O que se pede »
1) Responda às perguntas abaixo com base no texto sobre o Conselho Superior das Minas.
(a) Qual decreto criou o Conselho Superior das Minas?
(b) No período colonial, a quem pertencia a propriedade mineral?
(c) Qual artigo da Constituição de 1891 definiu que as minas situadas em terrenos particulares seriam de propriedade dos seus donos?
2) Transcreva fielmente o trecho do texto sobre o Conselho Superior das Minas que começa em "O Conselho Superior" e vai até "mineração (Brasil, 1915).".

Publicado: Quinta, 02 de Dezembro de 2021, 06h26 | Última atualização em Quarta, 27 de Março de 2024, 18h39 | Acessos: 1687
Homens diante das máquinas de sondagem na mina de Caué, em Itabira, Minas Gerais, década de 1920
Homens diante das máquinas de sondagem na mina de Caué, em Itabira, Minas Gerais, década de 1920

O Conselho Superior das Minas foi criado pelo decreto n. 2.933, de 6 de janeiro de 1915, com a finalidade de estudar e emitir parecer sobre todas as questões técnicas, econômicas e de direito privado referentes à mineração. Além disso, cabia ao conselho organizar as regras técnicas para garantir a proteção do solo e a segurança do pessoal envolvido nos trabalhos de mineração (Brasil, 1915).

A Constituição de 1891, ao vincular a propriedade das minas à propriedade do solo, promoveu uma ruptura em relação ao regime anterior. No período colonial, vigorou o chamado sistema regaliano ou dominial, ou seja, a propriedade mineral pertencia à Coroa portuguesa, regulada pelas Ordenações Manuelinas e Filipinas, e por uma extensa legislação que estabeleceu seus direitos e uma estrutura administrativa encarregada de seu controle e fiscalização. Após a Independência, o princípio dominial foi mantido, apesar de não estar presente na Constituição de 1824, e as minas foram consideradas como propriedade do Império (Corrêa, 2018, p. 205-206; Ribeiro, 2006, p. 5).

Essa questão apareceu nos trabalhos da primeira Assembleia Constituinte republicana, nos quais prevaleceram os interesses dos proprietários de terras, em detrimento de outros setores da economia, tendo como uma das principais bandeiras a defesa do federalismo (Corrêa, 2018, p. 203). Sob a inspiração de princípios liberais, o artigo 72 da Constituição de 1891 definiu que as minas situadas em terrenos particulares seriam de propriedade dos seus donos, salvo as limitações que fossem estabelecidas por lei a bem da exploração da mineração (Brasil, 1891). Com isso, a proposta dos constituintes visava “estimular a livre iniciativa e o aumento da exportação de minério”, seguindo o modelo de exploração do subsolo realizado nos Estados Unidos (Corrêa, 2018, p. 206). Instituiu-se, desse modo, o chamado sistema de acessão ou fundiário, no qual a propriedade do solo abrangia a do subsolo, posteriormente fixado pelo Código Civil de 1916 (Feitosa; Ataíde, 2017, p. 16).

Além de garantir a propriedade das minas aos particulares, a Carta Magna de 1891, em seu artigo 64, delimitou que as minas, tal como as terras devolutas, situadas nos estados pertenceriam a eles, cabendo à União apenas a porção do território indispensável para a defesa das fronteiras, fortificações, construções militares e estradas de ferro federais (Feitosa; Ataíde, 2017, p. 15-16; Brasil, 1891).

[Entradas de segmentação de imagens]
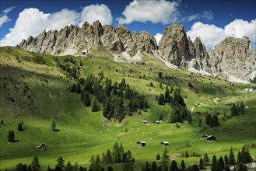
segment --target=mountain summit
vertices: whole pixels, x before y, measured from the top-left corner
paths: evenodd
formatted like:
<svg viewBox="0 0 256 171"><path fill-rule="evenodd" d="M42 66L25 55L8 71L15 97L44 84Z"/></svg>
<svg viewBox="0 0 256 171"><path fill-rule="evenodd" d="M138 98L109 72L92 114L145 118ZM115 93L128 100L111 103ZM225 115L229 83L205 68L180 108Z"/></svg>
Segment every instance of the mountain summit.
<svg viewBox="0 0 256 171"><path fill-rule="evenodd" d="M146 31L132 35L122 25L102 26L96 21L92 25L86 22L81 28L71 25L59 31L44 30L37 37L23 40L18 47L54 55L79 55L100 47L114 56L122 54L123 58L145 52L191 72L219 75L232 82L245 82L243 80L253 79L256 74L256 54L248 37L226 37L207 51L200 37L192 42L184 27L177 23L164 29L158 46L155 37Z"/></svg>

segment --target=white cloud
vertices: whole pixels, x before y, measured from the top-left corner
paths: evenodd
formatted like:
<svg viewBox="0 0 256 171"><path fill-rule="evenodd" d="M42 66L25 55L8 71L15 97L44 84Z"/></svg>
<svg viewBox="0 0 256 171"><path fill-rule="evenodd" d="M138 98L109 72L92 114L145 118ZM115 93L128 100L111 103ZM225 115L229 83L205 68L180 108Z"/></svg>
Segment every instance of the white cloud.
<svg viewBox="0 0 256 171"><path fill-rule="evenodd" d="M224 33L230 37L247 36L252 42L256 41L256 19L251 22L235 19L224 27Z"/></svg>
<svg viewBox="0 0 256 171"><path fill-rule="evenodd" d="M79 26L86 21L90 24L96 20L99 20L102 25L112 24L113 18L111 12L107 5L96 4L84 7L80 19Z"/></svg>
<svg viewBox="0 0 256 171"><path fill-rule="evenodd" d="M9 20L11 20L9 18L8 18L8 16L6 15L4 15L0 17L0 27L2 26L2 25L3 25L5 23L9 22Z"/></svg>
<svg viewBox="0 0 256 171"><path fill-rule="evenodd" d="M156 44L158 45L158 43L160 41L161 38L162 38L163 34L161 33L156 33L154 37L156 38Z"/></svg>
<svg viewBox="0 0 256 171"><path fill-rule="evenodd" d="M2 12L5 14L8 14L9 12L10 12L12 9L14 9L15 8L16 8L17 6L10 6L7 9L5 9L4 10L2 10Z"/></svg>
<svg viewBox="0 0 256 171"><path fill-rule="evenodd" d="M4 11L9 12L10 10ZM1 18L1 26L2 21L6 19L9 19ZM0 46L15 46L29 36L38 36L44 30L59 30L65 26L77 25L79 22L82 25L86 20L90 23L100 20L103 25L111 24L110 10L103 4L86 6L81 13L67 9L51 14L44 13L36 8L25 9L19 12L14 27L9 29L9 33L0 40Z"/></svg>
<svg viewBox="0 0 256 171"><path fill-rule="evenodd" d="M0 46L15 46L29 36L37 37L44 30L59 30L66 25L75 24L78 16L75 12L68 9L48 14L34 8L26 9L19 14L10 33L1 40Z"/></svg>
<svg viewBox="0 0 256 171"><path fill-rule="evenodd" d="M256 19L251 22L243 19L235 19L224 28L218 27L212 24L205 24L197 22L188 31L188 36L194 40L196 37L200 37L202 42L207 49L212 49L215 45L226 37L242 38L247 36L252 43L256 41Z"/></svg>
<svg viewBox="0 0 256 171"><path fill-rule="evenodd" d="M196 13L189 16L184 17L181 21L191 22L195 19L207 19L210 20L213 19L213 13L211 11L203 11L202 13Z"/></svg>
<svg viewBox="0 0 256 171"><path fill-rule="evenodd" d="M177 2L166 0L134 0L125 7L122 12L124 17L117 18L119 24L128 24L132 22L151 22L170 24L177 20Z"/></svg>
<svg viewBox="0 0 256 171"><path fill-rule="evenodd" d="M0 28L4 23L11 21L11 19L8 17L7 15L15 8L16 8L16 6L11 6L2 11L2 13L0 14Z"/></svg>

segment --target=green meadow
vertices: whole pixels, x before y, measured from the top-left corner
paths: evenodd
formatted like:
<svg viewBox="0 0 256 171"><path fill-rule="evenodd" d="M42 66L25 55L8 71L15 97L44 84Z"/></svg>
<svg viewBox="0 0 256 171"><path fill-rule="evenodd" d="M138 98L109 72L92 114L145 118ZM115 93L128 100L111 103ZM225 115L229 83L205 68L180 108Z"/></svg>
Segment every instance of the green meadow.
<svg viewBox="0 0 256 171"><path fill-rule="evenodd" d="M75 81L58 67L55 60L58 58L64 62L67 56L40 54L11 47L1 47L0 51L1 170L14 170L19 162L30 164L35 155L41 170L46 170L48 165L54 167L58 156L66 162L77 162L88 169L92 155L102 156L107 149L112 150L116 141L132 152L135 170L141 170L146 161L156 162L156 155L161 155L163 151L161 141L170 142L166 148L178 166L182 159L186 166L199 162L200 157L181 159L185 151L201 155L208 153L210 159L216 155L219 159L228 155L231 146L237 156L244 145L249 145L255 159L256 150L251 145L256 143L256 92L244 90L247 87L255 89L254 84L231 86L218 78L192 74L183 68L171 69L146 54L143 62L136 64L116 62L110 52L100 48L92 52L92 58L68 56L75 60L77 65L73 66L80 68L81 77L89 74L97 76L103 72L112 82L120 82L124 78L132 89L146 96L149 106L146 111L138 110L120 123L103 116L101 103L97 104L99 111L92 112L91 107L83 105L79 94L68 90ZM170 79L160 79L160 72L163 78L167 75ZM189 82L194 89L189 88ZM177 128L176 124L167 123L172 109L168 103L159 105L156 99L156 95L164 93L167 85L181 89L187 107L192 111L192 124L178 123L181 127ZM224 115L230 114L230 104L240 102L247 106L246 113L224 120ZM209 127L203 113L216 111L220 113L220 126ZM163 123L154 124L160 115ZM58 131L51 131L51 118L54 119ZM142 124L145 120L150 124ZM18 124L22 121L23 131L19 131ZM14 131L16 140L12 144L7 139L10 130ZM209 142L202 138L203 134L214 135L218 141ZM139 141L146 141L146 146L138 148ZM41 143L47 145L46 150L37 149ZM121 170L121 166L113 168Z"/></svg>

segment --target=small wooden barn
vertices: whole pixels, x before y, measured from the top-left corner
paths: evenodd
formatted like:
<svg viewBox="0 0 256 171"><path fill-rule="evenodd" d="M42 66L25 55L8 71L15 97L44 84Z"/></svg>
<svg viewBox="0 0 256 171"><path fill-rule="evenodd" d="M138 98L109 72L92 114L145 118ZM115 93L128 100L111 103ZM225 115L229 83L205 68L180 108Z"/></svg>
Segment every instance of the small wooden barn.
<svg viewBox="0 0 256 171"><path fill-rule="evenodd" d="M144 147L146 146L146 141L138 141L137 147Z"/></svg>
<svg viewBox="0 0 256 171"><path fill-rule="evenodd" d="M217 138L215 136L212 135L209 135L206 138L208 141L212 141L212 142L215 142L217 141Z"/></svg>
<svg viewBox="0 0 256 171"><path fill-rule="evenodd" d="M162 146L166 146L170 145L168 141L162 141L160 144Z"/></svg>
<svg viewBox="0 0 256 171"><path fill-rule="evenodd" d="M42 143L40 145L37 146L37 150L45 150L47 147L47 146L45 144Z"/></svg>

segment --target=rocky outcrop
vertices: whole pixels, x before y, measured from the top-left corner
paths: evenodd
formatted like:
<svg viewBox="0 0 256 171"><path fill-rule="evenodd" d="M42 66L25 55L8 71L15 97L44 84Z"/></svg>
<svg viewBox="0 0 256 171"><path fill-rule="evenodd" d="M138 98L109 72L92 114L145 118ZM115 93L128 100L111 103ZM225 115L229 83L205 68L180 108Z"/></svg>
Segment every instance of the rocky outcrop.
<svg viewBox="0 0 256 171"><path fill-rule="evenodd" d="M18 46L30 51L57 55L80 54L94 47L134 54L157 49L155 37L147 32L134 33L132 36L124 26L114 28L102 26L99 21L93 25L86 22L81 28L71 25L59 31L44 31L36 38L23 40Z"/></svg>
<svg viewBox="0 0 256 171"><path fill-rule="evenodd" d="M159 51L164 59L177 66L188 65L191 61L189 43L186 31L181 24L174 24L163 31L159 42Z"/></svg>
<svg viewBox="0 0 256 171"><path fill-rule="evenodd" d="M116 61L124 62L142 61L140 52L144 51L171 68L184 67L226 78L255 77L256 54L248 37L226 37L208 52L200 37L192 42L184 27L177 23L164 30L158 46L155 37L146 31L133 32L132 36L122 25L115 28L96 21L92 25L86 22L81 28L71 25L59 31L44 31L37 37L23 40L19 47L54 55L81 54L100 47L112 51Z"/></svg>
<svg viewBox="0 0 256 171"><path fill-rule="evenodd" d="M226 37L209 52L212 72L244 79L256 70L256 54L247 37Z"/></svg>

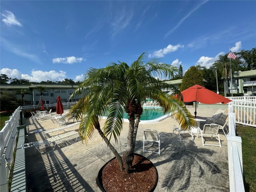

Soluções das tarefas »
1)
(a) O decreto n. 2.933, de 6 de janeiro de 1915.
(b) À Coroa portuguesa.
(c) O artigo 72.

2)
O Conselho Superior das Minas foi criado pelo decreto n. 2.933, de 6 de janeiro de 1915, com a finalidade de estudar e emitir parecer sobre todas as questões técnicas, econômicas e de direito privado referentes à mineração. Além disso, cabia ao conselho organizar as regras técnicas para garantir a proteção do solo e a segurança do pessoal envolvido nos trabalhos de mineração (Brasil, 1915).